Task to complete:
Answer these questions using the RCAN text below:
1. How many convolutional layers does RCAN have?
2. What name is given to the revised RCAN model?
3. Which problem is said to be the main one limiting the model's capability?

Text excerpt:
---

Image super-resolution (SR) is a fast-moving field with novel architectures attracting the spotlight

Related tags

Deep Learningrcan-it
Overview

Revisiting RCAN: Improved Training for Image Super-Resolution

Introduction

Image super-resolution (SR) is a fast-moving field with novel architectures attracting the spotlight. However, most SR models were optimized with dated training strategies. In this work, we revisit the popular RCAN model and examine the effect of different training options in SR. Surprisingly (or perhaps as expected), we show that RCAN can outperform or match nearly all the CNN-based SR architectures published after RCAN on standard benchmarks with a proper training strategy and minimal architecture change. Besides, although RCAN is a very large SR architecture with more than four hundred convolutional layers, we draw a notable conclusion that underfitting is still the main problem restricting the model capability instead of overfitting. We observe supportive evidence that increasing training iterations clearly improves the model performance while applying regularization techniques generally degrades the predictions. We denote our simply revised RCAN as RCAN-it and recommend practitioners to use it as baselines for future research. Please check our pre-print for more information.

---

Pointing dataset excerpts:

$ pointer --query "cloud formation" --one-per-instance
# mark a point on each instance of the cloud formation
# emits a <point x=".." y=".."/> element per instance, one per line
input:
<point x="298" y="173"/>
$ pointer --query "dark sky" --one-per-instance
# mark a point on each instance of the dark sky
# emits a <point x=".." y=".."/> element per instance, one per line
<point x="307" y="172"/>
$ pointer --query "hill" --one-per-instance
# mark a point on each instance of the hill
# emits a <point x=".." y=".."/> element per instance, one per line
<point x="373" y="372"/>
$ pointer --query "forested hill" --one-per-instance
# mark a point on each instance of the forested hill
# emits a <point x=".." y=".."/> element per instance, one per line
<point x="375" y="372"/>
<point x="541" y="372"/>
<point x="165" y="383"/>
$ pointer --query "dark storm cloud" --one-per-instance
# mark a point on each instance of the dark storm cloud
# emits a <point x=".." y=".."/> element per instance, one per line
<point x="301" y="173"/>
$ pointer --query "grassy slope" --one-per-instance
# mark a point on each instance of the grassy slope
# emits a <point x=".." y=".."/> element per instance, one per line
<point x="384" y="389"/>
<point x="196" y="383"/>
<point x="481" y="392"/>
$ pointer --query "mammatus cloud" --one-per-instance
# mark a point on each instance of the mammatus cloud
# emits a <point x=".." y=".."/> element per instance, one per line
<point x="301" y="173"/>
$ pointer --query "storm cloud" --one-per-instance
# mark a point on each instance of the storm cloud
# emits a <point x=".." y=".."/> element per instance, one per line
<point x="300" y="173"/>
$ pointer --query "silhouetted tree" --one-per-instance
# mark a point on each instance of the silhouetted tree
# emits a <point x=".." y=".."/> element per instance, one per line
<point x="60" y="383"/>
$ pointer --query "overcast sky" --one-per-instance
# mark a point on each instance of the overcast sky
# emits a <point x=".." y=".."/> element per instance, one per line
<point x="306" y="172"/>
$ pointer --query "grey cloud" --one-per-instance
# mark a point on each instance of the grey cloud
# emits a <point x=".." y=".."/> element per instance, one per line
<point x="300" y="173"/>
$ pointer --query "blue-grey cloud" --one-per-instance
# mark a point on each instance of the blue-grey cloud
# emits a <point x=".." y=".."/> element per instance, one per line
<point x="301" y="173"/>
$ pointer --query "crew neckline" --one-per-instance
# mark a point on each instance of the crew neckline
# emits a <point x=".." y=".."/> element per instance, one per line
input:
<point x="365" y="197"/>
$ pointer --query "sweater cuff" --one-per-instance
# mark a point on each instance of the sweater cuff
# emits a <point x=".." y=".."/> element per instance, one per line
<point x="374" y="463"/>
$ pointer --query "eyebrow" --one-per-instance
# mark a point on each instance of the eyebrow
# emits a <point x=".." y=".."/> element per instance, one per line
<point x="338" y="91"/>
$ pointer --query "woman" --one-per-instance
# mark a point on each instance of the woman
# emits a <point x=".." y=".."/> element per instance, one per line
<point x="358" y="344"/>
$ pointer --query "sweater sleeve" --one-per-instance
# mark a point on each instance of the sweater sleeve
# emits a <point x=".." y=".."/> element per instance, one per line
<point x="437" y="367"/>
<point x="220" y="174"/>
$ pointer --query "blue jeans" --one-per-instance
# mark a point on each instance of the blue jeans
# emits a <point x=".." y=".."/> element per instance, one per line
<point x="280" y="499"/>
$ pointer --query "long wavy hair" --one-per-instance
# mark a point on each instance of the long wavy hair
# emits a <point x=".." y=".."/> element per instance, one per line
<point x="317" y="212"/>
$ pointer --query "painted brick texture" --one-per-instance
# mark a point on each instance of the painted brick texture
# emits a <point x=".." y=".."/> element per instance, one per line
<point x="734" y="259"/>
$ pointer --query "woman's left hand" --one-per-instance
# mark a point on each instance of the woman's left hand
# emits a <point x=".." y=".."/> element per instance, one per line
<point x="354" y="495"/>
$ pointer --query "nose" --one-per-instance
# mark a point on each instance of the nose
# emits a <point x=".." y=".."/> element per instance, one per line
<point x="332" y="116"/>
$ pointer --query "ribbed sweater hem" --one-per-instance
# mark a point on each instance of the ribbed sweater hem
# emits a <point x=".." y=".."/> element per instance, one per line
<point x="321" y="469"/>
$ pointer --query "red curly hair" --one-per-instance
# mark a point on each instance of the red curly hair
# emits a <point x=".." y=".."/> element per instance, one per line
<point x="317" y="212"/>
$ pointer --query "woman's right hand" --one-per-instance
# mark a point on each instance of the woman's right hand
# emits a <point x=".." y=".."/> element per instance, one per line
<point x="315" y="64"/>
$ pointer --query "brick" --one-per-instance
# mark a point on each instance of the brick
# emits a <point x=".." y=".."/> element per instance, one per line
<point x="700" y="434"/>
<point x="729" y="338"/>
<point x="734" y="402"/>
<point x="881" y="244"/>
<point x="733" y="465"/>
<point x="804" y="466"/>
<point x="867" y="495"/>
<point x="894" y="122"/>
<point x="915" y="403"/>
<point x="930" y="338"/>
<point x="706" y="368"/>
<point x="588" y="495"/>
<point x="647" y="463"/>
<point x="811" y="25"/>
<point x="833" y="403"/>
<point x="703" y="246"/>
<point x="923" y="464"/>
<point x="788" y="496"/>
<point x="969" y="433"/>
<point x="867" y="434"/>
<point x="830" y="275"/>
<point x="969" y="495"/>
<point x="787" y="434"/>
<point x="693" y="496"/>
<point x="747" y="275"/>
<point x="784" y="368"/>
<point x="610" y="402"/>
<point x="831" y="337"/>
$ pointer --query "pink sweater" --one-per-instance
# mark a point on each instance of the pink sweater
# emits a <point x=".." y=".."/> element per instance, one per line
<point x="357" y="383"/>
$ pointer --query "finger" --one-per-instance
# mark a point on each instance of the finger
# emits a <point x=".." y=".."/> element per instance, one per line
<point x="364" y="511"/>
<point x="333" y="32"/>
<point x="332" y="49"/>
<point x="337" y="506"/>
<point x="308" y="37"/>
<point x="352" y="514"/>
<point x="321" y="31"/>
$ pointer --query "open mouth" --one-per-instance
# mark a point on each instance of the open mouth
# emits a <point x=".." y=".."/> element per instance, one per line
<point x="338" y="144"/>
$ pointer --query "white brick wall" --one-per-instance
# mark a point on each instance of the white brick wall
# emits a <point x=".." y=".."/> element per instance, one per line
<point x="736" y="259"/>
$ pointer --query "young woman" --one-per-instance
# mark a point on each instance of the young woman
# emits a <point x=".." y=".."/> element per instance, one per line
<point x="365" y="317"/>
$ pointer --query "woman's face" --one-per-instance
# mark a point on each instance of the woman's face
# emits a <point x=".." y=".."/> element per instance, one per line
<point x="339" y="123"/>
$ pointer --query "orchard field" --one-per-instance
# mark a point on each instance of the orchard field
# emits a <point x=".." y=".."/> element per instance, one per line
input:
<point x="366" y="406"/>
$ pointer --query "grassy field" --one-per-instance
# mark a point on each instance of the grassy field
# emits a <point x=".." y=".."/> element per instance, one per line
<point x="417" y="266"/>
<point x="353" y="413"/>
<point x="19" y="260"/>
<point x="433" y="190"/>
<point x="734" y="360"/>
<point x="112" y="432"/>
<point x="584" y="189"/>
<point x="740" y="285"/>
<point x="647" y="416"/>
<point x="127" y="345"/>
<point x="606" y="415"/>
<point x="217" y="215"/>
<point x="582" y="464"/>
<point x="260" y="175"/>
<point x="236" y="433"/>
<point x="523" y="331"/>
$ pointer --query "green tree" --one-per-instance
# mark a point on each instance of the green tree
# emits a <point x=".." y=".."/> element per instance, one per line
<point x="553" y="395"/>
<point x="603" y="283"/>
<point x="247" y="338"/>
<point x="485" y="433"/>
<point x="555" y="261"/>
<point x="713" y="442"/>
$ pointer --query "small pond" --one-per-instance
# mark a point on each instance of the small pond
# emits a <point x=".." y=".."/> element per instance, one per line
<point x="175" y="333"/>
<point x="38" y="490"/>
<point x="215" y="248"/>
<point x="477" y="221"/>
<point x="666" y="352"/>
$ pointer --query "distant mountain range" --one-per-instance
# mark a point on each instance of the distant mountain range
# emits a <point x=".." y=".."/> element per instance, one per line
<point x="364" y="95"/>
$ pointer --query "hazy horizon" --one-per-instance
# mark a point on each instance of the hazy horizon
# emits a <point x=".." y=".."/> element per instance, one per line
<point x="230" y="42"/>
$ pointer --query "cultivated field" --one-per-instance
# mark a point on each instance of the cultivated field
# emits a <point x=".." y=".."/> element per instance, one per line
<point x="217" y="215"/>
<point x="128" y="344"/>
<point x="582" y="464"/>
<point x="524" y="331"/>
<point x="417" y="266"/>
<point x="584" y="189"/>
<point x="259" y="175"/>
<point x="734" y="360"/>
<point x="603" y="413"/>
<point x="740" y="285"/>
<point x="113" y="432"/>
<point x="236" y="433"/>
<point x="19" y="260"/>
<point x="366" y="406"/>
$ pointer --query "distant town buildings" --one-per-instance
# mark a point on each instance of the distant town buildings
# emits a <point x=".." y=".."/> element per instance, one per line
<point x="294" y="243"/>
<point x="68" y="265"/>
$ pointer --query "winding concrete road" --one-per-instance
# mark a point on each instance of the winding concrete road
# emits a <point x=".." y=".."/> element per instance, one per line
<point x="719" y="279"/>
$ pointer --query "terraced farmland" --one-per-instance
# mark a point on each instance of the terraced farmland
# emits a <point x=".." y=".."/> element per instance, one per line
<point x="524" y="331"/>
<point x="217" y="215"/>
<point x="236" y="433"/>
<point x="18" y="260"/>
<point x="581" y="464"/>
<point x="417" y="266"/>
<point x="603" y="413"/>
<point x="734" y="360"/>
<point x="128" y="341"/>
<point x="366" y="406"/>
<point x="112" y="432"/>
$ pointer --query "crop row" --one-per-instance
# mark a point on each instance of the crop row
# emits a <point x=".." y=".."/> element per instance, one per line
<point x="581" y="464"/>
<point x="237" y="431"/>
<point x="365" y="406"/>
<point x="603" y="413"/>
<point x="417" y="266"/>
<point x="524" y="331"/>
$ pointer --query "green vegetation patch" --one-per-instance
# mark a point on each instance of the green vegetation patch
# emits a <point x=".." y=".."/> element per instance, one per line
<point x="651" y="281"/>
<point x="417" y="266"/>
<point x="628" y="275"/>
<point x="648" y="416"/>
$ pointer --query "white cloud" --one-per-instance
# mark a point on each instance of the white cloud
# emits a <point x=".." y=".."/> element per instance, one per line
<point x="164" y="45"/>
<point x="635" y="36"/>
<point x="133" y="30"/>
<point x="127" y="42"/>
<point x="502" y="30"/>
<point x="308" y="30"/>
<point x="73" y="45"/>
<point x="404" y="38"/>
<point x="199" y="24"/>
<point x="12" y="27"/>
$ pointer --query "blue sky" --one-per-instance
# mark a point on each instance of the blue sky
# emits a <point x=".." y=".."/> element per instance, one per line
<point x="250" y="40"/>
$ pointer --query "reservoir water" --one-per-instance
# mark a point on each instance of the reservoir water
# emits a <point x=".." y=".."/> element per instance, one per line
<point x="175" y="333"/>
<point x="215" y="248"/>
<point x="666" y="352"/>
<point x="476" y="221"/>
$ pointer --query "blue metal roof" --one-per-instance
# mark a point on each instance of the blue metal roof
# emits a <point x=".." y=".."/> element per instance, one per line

---

Complete answer:
1. More than four hundred.
2. RCAN-it.
3. Underfitting, rather than overfitting.